THE PROBLEM =>
Extract each line of the listing below that contains the word "white".
******
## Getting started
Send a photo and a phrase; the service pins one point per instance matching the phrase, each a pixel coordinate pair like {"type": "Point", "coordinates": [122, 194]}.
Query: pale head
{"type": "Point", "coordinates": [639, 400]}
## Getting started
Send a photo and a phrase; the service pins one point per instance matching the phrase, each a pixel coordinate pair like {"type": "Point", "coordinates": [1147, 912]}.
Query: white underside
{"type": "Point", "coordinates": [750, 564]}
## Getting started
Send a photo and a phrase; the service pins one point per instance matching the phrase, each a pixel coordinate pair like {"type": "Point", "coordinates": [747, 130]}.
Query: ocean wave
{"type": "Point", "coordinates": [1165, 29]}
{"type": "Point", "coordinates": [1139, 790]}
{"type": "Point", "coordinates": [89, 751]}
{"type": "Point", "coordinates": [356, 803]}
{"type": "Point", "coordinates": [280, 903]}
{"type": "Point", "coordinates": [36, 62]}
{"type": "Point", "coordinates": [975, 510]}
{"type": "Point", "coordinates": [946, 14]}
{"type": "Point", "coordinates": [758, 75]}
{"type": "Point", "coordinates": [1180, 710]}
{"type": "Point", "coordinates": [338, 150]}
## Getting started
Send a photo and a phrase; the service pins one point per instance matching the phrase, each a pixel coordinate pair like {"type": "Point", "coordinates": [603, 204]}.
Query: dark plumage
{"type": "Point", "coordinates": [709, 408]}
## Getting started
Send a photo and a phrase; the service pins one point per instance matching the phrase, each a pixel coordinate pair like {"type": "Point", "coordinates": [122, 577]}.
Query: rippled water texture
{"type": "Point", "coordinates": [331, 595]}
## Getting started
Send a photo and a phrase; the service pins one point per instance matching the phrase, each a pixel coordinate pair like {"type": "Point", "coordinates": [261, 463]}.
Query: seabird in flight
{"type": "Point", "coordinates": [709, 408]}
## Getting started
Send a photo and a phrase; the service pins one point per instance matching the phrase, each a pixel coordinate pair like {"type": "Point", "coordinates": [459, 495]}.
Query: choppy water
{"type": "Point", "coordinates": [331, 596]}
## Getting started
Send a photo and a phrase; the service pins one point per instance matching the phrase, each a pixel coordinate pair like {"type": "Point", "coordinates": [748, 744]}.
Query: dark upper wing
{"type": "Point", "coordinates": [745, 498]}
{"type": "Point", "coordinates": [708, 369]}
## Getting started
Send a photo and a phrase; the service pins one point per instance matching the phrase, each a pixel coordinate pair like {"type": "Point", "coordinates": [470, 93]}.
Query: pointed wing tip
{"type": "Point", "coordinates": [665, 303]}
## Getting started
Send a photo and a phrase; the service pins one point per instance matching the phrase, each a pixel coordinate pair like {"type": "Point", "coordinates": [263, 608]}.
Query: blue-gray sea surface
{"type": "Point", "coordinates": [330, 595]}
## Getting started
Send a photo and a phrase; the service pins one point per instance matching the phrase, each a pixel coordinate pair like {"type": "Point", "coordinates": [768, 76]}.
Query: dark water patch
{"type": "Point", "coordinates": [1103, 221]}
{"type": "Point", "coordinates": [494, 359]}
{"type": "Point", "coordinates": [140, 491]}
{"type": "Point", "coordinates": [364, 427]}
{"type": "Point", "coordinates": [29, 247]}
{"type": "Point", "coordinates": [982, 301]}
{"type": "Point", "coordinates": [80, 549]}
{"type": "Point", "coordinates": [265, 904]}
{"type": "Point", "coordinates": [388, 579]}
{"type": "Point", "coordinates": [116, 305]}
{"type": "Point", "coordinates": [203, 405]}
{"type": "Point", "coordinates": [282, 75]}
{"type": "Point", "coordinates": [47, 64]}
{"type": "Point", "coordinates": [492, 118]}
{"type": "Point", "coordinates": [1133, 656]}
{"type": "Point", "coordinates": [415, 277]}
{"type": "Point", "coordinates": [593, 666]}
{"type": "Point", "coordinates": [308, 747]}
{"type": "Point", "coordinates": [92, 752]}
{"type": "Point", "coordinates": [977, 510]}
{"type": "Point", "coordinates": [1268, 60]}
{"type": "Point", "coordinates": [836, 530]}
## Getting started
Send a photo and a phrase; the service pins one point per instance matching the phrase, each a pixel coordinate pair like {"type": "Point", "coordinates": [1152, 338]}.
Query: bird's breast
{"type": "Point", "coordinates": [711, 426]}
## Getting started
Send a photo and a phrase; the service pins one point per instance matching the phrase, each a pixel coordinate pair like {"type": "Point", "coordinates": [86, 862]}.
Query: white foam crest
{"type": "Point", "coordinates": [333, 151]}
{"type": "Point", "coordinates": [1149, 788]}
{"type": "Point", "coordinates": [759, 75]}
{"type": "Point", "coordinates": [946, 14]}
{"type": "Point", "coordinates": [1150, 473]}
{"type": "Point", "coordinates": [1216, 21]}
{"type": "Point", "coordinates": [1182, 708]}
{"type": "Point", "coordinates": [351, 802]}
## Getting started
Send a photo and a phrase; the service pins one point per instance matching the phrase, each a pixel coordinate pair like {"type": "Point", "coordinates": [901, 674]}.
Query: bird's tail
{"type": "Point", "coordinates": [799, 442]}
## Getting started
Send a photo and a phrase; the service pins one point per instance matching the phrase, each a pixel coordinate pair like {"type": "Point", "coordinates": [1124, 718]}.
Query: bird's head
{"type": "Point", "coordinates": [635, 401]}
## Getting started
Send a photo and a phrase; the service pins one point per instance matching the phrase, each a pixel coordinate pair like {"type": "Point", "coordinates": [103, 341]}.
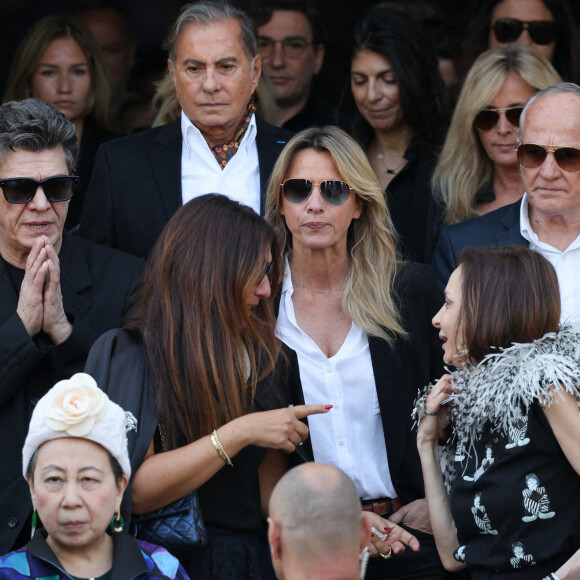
******
EXERCISE SOLUTION =>
Query: white underside
Query: white foam crest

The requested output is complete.